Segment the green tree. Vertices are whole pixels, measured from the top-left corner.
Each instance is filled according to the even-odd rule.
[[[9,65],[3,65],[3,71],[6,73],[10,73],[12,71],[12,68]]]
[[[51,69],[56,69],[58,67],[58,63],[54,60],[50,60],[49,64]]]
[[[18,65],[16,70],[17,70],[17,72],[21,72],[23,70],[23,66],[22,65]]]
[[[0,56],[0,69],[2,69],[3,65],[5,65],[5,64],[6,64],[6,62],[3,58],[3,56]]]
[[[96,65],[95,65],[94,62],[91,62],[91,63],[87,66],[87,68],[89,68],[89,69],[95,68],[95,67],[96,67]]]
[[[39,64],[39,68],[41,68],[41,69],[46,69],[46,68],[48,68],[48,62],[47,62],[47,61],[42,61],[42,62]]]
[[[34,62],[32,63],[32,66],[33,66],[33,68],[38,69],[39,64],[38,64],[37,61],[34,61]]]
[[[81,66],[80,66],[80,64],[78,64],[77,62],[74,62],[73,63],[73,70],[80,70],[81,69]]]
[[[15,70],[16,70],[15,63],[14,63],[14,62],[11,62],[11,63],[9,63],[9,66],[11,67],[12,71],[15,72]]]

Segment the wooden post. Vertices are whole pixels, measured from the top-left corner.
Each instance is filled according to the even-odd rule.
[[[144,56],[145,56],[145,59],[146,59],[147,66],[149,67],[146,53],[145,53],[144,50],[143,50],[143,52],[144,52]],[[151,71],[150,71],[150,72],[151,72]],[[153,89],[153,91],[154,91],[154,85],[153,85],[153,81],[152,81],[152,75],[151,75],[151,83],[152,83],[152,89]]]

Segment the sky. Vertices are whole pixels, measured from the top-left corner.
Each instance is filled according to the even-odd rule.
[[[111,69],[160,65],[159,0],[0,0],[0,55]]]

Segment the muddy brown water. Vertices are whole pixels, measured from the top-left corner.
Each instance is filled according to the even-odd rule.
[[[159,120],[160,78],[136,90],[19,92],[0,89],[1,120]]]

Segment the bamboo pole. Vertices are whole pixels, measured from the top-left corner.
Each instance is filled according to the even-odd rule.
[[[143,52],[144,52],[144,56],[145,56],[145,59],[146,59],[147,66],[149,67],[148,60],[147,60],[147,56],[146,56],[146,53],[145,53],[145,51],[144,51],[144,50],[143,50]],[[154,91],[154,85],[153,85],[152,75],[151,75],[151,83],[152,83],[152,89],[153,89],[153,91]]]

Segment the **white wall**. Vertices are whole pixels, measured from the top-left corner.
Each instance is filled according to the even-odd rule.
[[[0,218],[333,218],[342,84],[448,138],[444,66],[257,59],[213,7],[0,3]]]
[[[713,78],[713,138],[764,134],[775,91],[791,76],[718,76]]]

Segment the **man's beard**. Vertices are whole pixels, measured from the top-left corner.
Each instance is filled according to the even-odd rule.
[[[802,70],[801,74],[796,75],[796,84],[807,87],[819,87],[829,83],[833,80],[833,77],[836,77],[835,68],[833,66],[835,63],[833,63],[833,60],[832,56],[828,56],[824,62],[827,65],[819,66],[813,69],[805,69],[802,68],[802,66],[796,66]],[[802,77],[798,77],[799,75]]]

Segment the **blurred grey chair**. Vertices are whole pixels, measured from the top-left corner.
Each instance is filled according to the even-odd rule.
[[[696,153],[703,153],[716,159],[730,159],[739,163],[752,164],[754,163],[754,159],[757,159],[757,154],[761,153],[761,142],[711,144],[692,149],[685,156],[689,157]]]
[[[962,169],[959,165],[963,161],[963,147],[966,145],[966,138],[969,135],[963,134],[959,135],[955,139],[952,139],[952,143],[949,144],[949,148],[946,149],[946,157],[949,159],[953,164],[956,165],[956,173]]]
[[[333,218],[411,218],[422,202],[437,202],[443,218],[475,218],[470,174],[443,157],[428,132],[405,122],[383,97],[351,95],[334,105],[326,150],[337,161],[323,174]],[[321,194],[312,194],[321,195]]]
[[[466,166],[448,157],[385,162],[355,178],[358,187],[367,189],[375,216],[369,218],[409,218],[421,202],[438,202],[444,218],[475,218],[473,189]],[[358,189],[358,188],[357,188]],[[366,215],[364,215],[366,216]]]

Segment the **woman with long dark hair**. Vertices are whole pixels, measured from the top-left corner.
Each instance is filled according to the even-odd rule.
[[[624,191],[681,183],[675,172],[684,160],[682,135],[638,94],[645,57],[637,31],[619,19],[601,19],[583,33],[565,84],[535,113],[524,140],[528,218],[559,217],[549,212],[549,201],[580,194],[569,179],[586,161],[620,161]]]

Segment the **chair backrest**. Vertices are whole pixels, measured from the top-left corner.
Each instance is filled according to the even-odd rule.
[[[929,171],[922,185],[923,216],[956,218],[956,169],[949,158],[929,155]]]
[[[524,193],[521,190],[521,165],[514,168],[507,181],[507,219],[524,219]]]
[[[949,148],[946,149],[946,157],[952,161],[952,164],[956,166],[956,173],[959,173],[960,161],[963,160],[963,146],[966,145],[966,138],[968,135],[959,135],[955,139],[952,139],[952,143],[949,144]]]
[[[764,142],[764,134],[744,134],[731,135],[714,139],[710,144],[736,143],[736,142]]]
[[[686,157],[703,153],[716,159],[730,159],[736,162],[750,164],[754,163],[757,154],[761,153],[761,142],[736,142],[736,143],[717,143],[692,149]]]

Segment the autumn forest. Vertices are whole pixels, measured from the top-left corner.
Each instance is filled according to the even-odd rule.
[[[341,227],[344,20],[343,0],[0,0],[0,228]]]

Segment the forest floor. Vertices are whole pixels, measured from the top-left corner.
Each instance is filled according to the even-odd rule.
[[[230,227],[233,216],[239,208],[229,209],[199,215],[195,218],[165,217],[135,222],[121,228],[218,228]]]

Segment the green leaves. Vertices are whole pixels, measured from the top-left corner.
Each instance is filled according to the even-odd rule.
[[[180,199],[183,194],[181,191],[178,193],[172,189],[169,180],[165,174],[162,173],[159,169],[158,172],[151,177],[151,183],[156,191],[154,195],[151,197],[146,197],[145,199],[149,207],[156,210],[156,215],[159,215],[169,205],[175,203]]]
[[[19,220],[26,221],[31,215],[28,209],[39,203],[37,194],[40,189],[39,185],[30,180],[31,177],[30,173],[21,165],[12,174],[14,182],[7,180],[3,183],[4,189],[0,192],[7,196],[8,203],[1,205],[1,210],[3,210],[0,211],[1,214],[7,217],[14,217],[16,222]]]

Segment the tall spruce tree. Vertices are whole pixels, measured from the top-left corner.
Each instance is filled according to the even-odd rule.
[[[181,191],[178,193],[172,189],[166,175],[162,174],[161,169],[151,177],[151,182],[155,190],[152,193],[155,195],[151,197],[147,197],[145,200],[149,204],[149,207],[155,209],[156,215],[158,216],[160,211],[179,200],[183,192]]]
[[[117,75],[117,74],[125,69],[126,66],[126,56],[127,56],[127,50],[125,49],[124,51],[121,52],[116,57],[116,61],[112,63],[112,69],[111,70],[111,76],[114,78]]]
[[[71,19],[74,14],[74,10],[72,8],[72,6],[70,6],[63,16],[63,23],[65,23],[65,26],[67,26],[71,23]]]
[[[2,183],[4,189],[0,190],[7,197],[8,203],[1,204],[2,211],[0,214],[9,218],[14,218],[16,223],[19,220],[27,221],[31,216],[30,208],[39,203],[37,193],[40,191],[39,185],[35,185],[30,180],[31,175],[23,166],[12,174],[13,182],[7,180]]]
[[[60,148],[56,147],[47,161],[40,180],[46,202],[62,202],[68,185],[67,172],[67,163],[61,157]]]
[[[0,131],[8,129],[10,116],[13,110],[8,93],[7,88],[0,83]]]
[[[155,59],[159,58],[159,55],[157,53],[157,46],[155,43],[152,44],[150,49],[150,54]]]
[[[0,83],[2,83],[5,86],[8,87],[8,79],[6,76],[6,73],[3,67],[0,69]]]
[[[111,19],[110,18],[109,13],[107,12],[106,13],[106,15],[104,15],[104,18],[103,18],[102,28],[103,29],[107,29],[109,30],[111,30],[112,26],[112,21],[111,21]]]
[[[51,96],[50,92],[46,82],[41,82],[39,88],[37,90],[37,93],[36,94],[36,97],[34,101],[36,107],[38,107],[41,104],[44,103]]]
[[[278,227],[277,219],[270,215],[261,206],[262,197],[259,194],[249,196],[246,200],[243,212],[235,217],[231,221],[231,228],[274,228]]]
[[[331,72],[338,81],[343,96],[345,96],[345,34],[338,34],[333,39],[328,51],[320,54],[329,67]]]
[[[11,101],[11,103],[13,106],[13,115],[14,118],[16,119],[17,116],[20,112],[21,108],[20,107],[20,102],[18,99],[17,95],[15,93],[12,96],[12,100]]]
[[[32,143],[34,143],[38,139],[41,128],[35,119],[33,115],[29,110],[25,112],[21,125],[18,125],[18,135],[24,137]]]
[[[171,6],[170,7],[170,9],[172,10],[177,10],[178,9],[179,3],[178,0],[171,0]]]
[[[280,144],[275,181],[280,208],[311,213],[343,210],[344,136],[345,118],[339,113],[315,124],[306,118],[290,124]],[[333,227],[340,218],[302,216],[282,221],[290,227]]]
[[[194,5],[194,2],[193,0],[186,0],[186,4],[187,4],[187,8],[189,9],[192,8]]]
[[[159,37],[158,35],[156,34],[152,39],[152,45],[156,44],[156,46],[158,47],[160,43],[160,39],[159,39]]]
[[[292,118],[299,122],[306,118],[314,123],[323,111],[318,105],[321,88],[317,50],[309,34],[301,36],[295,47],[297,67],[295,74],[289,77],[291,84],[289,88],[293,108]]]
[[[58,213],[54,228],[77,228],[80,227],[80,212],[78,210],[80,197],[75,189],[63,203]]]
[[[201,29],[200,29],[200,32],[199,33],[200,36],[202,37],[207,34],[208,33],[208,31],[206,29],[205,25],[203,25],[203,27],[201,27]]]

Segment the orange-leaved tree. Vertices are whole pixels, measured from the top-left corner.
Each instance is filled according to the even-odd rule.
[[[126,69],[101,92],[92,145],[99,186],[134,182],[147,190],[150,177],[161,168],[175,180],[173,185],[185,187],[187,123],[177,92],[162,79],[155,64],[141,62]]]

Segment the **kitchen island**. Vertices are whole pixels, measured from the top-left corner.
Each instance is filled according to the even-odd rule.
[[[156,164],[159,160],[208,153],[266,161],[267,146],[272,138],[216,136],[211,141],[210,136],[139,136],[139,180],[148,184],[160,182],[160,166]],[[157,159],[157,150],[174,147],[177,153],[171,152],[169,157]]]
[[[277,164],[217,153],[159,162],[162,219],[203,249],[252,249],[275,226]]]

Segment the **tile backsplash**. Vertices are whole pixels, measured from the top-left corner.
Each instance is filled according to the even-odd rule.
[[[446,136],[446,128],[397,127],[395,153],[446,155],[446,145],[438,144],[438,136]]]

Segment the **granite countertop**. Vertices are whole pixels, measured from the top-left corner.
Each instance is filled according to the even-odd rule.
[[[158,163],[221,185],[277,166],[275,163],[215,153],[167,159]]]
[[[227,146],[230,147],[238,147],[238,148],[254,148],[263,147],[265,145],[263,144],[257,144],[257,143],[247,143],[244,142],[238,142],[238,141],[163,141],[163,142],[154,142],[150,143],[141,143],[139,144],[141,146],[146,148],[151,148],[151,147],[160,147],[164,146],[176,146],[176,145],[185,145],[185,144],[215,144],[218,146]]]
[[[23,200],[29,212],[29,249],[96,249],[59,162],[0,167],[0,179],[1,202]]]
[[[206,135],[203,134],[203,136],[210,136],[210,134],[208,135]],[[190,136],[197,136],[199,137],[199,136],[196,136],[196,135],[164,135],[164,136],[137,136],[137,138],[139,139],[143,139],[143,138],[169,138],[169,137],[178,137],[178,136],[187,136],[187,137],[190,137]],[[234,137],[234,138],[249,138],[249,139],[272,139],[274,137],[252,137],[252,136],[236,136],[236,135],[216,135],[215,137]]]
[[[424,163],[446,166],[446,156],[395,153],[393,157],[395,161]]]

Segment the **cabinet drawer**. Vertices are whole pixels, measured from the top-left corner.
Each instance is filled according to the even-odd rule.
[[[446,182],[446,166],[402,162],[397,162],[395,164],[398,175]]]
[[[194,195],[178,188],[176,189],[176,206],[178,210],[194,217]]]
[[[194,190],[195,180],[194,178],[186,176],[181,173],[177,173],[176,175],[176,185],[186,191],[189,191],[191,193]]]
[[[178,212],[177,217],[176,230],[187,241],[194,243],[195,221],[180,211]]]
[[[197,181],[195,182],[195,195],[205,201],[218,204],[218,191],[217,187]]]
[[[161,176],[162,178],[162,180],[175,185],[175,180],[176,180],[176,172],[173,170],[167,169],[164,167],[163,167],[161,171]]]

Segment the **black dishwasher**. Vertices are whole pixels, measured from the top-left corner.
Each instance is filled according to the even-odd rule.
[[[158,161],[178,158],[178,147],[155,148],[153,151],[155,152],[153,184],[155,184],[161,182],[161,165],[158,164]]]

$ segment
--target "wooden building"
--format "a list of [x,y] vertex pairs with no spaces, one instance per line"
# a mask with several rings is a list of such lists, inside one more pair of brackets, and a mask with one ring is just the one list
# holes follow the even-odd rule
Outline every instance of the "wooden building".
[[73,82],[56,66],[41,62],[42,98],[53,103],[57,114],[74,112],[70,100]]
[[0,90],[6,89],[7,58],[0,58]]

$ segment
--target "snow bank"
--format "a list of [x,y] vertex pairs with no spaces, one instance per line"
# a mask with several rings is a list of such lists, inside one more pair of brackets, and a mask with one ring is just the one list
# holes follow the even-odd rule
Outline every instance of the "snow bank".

◆ ◆ ◆

Copy out the lines unchanged, from the line containing "Segment the **black" to the line containing "[[0,90],[6,89],[7,58],[0,58]]", both included.

Segment the **black dishwasher**. Vertices are whole pixels, measured from the top-left corner.
Each instance is filled according to the even-odd rule.
[[[158,161],[178,158],[178,147],[155,148],[153,151],[155,152],[153,184],[155,184],[161,182],[161,165],[158,164]]]

$ segment
--target "wooden building"
--format "a list of [x,y] vertex pairs with no spaces, one instance per line"
# a mask with several rings is a list of such lists, inside one more pair of brackets, and a mask with one ring is just the one list
# holes follow the even-odd rule
Outline every instance of the "wooden building".
[[73,82],[56,66],[41,62],[42,98],[53,103],[57,114],[74,112],[70,100]]
[[0,90],[6,89],[7,58],[0,58]]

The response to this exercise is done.